__Short task__:
Copy out all the entries word for word.

** start Dataset entries **

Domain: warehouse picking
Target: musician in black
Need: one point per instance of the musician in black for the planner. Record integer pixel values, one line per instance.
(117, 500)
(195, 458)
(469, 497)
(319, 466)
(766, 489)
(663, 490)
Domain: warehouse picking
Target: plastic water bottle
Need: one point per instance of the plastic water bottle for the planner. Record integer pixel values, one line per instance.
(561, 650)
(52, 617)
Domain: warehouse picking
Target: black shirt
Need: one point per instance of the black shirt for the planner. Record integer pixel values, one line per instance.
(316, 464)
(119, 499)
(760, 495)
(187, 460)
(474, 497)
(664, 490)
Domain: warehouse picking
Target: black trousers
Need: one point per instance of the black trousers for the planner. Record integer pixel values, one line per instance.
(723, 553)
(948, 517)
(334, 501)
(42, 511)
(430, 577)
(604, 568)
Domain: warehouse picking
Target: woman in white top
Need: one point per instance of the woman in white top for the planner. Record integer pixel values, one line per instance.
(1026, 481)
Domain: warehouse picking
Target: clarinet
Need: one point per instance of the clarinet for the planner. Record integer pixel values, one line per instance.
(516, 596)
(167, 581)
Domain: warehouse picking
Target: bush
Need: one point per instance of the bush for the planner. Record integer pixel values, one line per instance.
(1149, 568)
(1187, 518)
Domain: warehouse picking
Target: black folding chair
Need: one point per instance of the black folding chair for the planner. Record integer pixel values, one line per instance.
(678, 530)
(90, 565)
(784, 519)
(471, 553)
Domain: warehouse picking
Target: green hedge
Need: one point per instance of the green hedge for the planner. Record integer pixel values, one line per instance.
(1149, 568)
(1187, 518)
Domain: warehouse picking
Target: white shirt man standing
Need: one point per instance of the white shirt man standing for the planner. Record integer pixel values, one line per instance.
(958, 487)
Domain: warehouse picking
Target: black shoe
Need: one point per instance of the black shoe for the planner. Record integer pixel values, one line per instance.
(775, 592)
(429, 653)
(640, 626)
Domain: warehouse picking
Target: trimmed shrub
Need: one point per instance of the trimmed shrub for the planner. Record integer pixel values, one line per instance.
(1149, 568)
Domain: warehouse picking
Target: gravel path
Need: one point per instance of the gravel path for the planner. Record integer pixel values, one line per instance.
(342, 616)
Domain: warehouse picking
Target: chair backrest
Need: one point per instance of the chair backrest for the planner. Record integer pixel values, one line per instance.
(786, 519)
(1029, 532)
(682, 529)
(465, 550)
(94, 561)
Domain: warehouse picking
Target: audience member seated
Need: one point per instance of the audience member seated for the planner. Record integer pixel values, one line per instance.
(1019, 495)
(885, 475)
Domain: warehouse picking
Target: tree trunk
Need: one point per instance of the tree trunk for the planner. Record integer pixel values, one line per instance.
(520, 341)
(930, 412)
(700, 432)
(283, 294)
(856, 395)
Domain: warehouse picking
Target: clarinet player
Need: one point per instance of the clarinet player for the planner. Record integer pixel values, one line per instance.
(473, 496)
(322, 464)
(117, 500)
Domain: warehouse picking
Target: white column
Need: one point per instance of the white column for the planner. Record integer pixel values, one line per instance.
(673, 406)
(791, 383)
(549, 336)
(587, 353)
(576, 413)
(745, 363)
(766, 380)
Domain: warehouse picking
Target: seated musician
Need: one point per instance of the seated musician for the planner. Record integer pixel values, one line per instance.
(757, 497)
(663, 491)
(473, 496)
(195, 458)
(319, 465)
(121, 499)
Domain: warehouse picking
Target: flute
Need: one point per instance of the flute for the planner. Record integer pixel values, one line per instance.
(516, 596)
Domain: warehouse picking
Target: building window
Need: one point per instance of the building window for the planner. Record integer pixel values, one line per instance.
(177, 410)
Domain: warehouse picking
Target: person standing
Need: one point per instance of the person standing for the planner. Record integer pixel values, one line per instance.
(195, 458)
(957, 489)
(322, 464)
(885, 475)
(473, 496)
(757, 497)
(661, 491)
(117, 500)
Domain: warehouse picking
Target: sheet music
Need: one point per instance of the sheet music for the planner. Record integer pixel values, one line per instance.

** end Dataset entries **

__Exercise output__:
Domain: warehouse picking
Target: musician in black
Need: one point per instance of the musician in black for the planner. Record integer pixel values, one line per instance.
(117, 500)
(195, 458)
(469, 497)
(319, 466)
(766, 489)
(663, 490)
Domain: warehouse picking
Target: plastic water bottle
Need: one point per instance of the plastic water bottle for the planner. Record integer pixel values, one line per instance.
(561, 650)
(52, 617)
Domain: warehouse picking
Target: black shirt
Need: one point per instance of the black shirt for the planner. Record integer pixel values, one line per instance.
(316, 464)
(119, 499)
(760, 495)
(187, 460)
(474, 497)
(664, 490)
Domain: warehouse picking
Target: black trousers
Need: one point per instance of the black trousers for the planner. Record integer pixel values, one line per instance.
(723, 553)
(948, 517)
(334, 501)
(42, 511)
(430, 577)
(604, 568)
Domain: warehouse picking
Target: woman in white top
Need: one point per instance of the woman in white top for the planner. Record integer pixel values, one line per instance.
(1026, 481)
Domain: warehouse picking
Target: clarinet
Need: one point per instance of the clarinet for the planner. Record integer pixel values, one line per instance.
(516, 596)
(167, 581)
Domain: warehouse picking
Target: bush
Need: one point per instance of the bush for the planner. Record integer pixel values, one line per instance.
(1149, 568)
(1187, 518)
Domain: warehouse picking
Target: black folding chair
Need: one point per instance of the black folding chair for the planner. Record integer pixel values, one line per instance.
(678, 530)
(90, 565)
(784, 519)
(471, 553)
Domain: warehouse picking
Target: green hedge
Need: one point per instance of the green hedge for the planner. Record integer pixel values, one line per instance.
(1149, 568)
(1187, 518)
Domain: warehouse picking
Target: white shirt man standing
Need: one point per instance of the white shirt man standing for the planner. Record integer pixel values, one line per instance.
(958, 487)
Domain: warehouse picking
Target: black shoe
Need: one point per instance of the black shoe for the planner. Record integer pixel values, one line per instance.
(775, 592)
(429, 653)
(640, 626)
Domain: warehouse picking
Target: trimmed shrub
Need: one point per instance of the trimmed shrub for the planner. Record integer pixel values, one line per instance.
(1149, 568)
Domain: warehouse picking
Target: gravel path
Need: one point per instance of the gravel path for the planner. Record integer pixel values, one line per instance.
(342, 616)
Domain: warehouse picking
Target: chair backrest
Need: one point per instance of the chair backrest for the planner. Record integer pixel values, one line per instance.
(786, 519)
(1029, 532)
(682, 529)
(465, 550)
(94, 561)
Domain: warehouse picking
Target: audience member seated
Need: one point per instance of the audience member seated for the planner. Record integer pixel values, one line per instance.
(1019, 495)
(885, 475)
Domain: warehouse picking
Target: tree trunk
Need: one point per instance of the tree trunk for the planner. Record integer pixel values, one line per instance.
(520, 341)
(930, 412)
(700, 432)
(283, 294)
(856, 395)
Domain: warehouse picking
Target: clarinet player
Need: one point per instance of the clarinet player for the planner. Record integer pixel values, one line per instance.
(473, 496)
(322, 464)
(117, 500)
Domain: warehouse picking
Target: white column
Need: one point per instance of the white column for the planner. Record integer pixel values, one line per instance.
(673, 406)
(791, 383)
(549, 336)
(587, 353)
(576, 413)
(745, 363)
(766, 380)
Domain: warehouse picking
Target: seated musician
Need: one point per instance of the seated musician for the planner. Record integer pixel values, one line per instance.
(757, 497)
(663, 491)
(473, 496)
(195, 458)
(319, 465)
(121, 499)
Domain: warehouse picking
Target: flute
Need: one point per instance of the flute for the planner. Record integer pixel values, one line per instance.
(516, 596)
Domain: warehouse picking
Target: building window
Need: one point per instance of the building window for the planner. Record integer pixel values, one line per instance.
(177, 410)
Domain: warehouse picking
Target: person standing
Need: one point per instance of the person standing for the planner. Record integer pixel values, one line per instance.
(195, 458)
(957, 489)
(322, 464)
(885, 475)
(473, 496)
(757, 497)
(661, 491)
(117, 500)
Domain: warehouse picking
Target: sheet music
Need: one point per instance of the sheet music for the planner. Record integer pixel values, one line per instance.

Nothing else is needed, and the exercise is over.